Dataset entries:
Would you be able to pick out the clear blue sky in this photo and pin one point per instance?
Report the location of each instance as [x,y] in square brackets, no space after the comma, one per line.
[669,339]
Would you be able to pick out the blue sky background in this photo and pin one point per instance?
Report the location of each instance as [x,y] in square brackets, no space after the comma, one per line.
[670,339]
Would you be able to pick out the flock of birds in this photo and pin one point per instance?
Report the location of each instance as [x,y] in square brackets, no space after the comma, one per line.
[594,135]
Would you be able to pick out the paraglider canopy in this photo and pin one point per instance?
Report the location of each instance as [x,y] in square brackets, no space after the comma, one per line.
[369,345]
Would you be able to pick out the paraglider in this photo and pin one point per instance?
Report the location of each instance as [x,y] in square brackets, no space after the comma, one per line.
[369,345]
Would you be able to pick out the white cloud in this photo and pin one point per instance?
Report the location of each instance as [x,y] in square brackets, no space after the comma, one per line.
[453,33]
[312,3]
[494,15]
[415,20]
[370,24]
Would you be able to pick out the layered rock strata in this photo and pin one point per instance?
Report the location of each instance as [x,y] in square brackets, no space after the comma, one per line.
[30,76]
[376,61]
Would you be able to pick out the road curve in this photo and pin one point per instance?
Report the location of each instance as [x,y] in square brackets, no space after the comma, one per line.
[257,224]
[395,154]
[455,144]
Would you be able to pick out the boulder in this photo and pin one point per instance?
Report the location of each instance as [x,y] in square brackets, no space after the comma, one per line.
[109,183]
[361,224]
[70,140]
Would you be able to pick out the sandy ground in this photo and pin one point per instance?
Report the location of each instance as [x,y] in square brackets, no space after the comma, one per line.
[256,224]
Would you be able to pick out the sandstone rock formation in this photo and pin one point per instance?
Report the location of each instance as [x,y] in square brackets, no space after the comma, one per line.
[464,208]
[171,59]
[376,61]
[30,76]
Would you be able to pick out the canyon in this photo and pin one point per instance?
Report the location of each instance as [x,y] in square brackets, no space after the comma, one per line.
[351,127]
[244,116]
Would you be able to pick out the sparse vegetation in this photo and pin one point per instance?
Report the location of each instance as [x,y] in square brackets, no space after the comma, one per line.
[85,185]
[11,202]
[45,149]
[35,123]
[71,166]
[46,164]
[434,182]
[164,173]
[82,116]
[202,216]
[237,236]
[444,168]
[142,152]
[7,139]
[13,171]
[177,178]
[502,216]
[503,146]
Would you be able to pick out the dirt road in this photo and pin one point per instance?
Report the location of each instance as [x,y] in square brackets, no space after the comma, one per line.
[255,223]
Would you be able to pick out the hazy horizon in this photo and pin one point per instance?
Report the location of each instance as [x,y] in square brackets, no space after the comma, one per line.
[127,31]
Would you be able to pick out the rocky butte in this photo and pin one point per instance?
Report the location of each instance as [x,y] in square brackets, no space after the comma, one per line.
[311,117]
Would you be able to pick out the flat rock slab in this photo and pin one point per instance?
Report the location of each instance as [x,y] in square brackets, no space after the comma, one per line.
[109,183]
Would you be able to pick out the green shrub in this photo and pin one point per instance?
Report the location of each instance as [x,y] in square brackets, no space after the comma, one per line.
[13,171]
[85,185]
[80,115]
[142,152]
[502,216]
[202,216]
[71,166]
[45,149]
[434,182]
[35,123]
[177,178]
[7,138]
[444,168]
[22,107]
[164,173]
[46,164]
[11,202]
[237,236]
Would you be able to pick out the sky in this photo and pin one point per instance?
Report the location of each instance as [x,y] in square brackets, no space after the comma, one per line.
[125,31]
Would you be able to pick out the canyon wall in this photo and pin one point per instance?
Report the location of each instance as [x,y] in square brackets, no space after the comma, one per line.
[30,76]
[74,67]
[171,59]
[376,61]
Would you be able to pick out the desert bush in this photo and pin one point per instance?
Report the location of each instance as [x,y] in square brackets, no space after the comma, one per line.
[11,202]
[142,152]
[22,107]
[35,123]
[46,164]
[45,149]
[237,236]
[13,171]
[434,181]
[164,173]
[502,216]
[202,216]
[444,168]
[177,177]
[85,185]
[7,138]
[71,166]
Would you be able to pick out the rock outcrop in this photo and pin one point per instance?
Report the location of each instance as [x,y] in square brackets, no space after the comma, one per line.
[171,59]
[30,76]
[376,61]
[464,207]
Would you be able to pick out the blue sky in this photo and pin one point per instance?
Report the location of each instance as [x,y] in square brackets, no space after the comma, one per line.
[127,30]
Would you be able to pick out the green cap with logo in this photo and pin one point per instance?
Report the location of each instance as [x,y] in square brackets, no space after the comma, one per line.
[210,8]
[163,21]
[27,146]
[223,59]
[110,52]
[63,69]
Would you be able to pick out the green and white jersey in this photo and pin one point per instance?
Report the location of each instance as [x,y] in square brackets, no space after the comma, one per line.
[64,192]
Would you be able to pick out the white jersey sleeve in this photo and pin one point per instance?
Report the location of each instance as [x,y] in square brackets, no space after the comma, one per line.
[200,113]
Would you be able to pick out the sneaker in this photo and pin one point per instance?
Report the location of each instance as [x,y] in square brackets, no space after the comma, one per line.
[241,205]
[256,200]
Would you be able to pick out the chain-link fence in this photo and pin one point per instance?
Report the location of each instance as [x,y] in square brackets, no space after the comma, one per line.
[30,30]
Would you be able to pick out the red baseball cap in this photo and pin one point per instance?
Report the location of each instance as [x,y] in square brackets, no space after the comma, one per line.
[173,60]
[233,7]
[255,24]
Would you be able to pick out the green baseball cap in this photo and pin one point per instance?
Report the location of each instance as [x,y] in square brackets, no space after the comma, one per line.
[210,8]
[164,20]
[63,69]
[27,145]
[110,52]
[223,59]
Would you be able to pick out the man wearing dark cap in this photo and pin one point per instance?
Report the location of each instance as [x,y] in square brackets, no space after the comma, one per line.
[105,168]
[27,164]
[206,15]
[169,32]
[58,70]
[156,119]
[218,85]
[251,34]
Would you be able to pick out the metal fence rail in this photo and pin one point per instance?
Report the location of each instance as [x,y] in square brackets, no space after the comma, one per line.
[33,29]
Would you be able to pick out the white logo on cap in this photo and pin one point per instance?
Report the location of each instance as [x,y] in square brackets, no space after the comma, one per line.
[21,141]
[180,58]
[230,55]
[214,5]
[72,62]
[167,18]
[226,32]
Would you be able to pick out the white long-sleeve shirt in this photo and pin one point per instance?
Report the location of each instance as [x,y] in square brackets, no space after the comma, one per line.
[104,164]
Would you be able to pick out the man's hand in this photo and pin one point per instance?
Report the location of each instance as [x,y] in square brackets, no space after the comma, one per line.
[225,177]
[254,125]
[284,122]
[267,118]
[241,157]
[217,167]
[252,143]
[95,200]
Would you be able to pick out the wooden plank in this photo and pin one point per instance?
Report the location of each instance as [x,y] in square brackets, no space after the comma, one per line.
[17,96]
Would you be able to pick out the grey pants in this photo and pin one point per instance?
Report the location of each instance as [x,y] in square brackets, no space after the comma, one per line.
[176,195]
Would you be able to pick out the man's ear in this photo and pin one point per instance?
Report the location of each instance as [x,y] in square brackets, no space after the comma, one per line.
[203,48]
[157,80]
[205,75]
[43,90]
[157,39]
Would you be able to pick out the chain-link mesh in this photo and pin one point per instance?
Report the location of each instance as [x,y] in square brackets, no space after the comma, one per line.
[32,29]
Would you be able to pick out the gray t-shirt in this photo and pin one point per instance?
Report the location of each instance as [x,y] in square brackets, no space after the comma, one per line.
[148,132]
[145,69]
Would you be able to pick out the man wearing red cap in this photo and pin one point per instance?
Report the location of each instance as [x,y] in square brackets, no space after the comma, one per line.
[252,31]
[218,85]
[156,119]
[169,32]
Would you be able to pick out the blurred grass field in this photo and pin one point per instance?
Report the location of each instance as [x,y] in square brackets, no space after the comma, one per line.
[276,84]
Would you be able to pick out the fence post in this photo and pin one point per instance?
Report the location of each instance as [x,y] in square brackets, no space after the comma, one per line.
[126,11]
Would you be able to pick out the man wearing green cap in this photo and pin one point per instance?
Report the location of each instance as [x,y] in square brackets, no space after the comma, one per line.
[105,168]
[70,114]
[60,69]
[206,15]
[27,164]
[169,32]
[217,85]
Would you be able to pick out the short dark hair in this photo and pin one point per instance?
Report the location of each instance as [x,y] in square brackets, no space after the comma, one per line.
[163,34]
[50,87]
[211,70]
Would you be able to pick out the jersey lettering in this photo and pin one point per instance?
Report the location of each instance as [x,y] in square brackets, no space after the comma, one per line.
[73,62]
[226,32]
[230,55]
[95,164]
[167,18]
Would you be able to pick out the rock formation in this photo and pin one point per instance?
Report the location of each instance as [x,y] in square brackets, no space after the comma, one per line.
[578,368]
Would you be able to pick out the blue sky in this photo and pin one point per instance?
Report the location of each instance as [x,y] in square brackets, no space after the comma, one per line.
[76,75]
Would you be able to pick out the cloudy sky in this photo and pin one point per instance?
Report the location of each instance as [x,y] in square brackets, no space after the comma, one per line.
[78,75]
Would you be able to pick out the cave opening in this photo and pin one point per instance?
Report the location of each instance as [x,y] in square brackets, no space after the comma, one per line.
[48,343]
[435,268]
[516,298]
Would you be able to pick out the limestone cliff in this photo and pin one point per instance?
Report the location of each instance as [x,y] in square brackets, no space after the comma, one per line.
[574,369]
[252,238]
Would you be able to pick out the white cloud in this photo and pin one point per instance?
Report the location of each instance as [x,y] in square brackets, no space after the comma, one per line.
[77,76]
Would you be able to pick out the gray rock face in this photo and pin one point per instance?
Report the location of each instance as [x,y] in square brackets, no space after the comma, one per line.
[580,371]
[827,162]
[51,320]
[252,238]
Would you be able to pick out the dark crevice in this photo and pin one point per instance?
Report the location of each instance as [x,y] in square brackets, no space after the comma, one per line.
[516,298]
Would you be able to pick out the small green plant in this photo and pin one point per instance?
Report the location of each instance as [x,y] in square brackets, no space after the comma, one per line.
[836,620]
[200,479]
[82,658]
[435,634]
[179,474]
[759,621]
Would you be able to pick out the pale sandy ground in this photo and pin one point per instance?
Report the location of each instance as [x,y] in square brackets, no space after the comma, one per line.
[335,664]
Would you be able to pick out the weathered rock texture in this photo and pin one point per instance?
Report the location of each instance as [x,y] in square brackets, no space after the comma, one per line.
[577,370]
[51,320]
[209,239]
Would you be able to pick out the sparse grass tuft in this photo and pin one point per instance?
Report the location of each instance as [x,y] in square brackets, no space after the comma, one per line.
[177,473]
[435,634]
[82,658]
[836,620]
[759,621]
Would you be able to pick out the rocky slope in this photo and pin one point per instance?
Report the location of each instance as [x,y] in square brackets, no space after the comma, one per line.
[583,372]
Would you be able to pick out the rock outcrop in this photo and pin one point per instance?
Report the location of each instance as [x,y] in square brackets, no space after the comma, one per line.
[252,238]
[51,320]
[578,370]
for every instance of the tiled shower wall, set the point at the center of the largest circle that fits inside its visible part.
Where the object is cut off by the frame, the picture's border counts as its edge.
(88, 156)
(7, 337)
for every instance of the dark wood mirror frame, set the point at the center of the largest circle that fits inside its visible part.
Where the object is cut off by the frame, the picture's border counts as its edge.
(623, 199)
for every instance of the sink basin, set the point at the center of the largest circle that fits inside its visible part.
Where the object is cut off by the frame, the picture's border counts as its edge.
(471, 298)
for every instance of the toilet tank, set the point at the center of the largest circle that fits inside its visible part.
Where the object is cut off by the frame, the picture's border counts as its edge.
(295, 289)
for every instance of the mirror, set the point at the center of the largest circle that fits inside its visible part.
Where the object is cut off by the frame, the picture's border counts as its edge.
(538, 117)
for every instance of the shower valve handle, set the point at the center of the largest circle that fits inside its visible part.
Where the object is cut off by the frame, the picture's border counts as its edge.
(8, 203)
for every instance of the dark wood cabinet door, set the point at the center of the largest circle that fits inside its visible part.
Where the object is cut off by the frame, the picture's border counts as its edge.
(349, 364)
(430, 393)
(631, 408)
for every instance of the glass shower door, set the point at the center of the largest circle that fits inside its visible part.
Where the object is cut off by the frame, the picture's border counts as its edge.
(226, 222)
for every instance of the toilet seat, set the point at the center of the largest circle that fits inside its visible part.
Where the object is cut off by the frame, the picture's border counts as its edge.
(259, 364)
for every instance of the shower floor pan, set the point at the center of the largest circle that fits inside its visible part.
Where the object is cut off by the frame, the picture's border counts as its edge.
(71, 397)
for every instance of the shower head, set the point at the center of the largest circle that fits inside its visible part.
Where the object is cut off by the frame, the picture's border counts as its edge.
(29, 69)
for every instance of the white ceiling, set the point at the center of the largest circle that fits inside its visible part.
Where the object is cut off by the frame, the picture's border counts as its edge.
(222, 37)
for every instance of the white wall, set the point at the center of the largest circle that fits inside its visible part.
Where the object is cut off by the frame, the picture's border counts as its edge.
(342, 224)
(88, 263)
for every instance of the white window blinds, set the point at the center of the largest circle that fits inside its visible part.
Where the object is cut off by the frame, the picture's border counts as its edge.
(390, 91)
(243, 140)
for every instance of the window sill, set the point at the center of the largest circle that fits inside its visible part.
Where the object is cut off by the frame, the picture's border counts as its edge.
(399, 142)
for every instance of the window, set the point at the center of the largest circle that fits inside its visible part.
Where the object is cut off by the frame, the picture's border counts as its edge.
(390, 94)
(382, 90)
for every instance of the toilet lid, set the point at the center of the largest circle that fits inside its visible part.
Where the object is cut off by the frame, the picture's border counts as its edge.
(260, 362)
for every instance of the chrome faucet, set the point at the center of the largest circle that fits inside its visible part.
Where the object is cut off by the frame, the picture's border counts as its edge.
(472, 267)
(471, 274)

* [WHAT YOU NEED TO DO] Transcribe only the lines from the beginning of the entries to the line with "Would you be able to pick out the sandstone", inclusive, exactly as written.

* [EXPECTED OUTPUT]
Would you be able to pick out the clear blue sky in this photo and pin one point per instance?
Report the location of each instance as [x,y] in square brackets, no space after the comma, one per line.
[669,339]
Would you be able to pick out the blue sky background in this photo and pin one point per instance?
Report the location of each instance as [x,y] in square brackets, no space after the comma, one per line.
[670,339]
Would you be able to pick out the flock of birds in this photo and pin one point per instance?
Report the location of each instance as [x,y] in square brackets, no space after the comma, one per line.
[594,135]
Would you be able to pick out the paraglider canopy in this photo and pin one point per instance?
Report the location of each instance as [x,y] in square brackets, no space after the comma, one per line.
[369,345]
Would you be able to pick out the paraglider in this photo and pin one point per instance?
Report the location of each instance as [x,y] in square brackets, no space after the comma, one per line.
[369,345]
Would you be able to pick out the white cloud in this photo and pin one point per instance?
Report the location of each instance as [x,y] in square brackets, no space after the comma, one per line.
[453,33]
[312,3]
[494,15]
[415,20]
[370,24]
Would you be able to pick out the layered rock strata in this photo and pin one point per instance?
Report the location of each instance as [x,y] in square brackets, no space after the comma, one per line.
[30,76]
[376,61]
Would you be able to pick out the road curve in this photo and pin one point per instance?
Report the location of each instance as [x,y] in square brackets, no space after the comma, one per line.
[257,224]
[395,154]
[455,144]
Would you be able to pick out the boulder in this photo and pin one point per instance?
Report the location of each instance as [x,y] in square brackets, no space after the comma, one per line.
[109,183]
[361,224]
[70,140]
Would you be able to pick out the sandy ground in this photo and pin one point per instance?
Report the location of each instance as [x,y] in square brackets, no space after the comma, one per line.
[256,224]
Would you be able to pick out the sandstone rock formation in this photo and pin one point per instance?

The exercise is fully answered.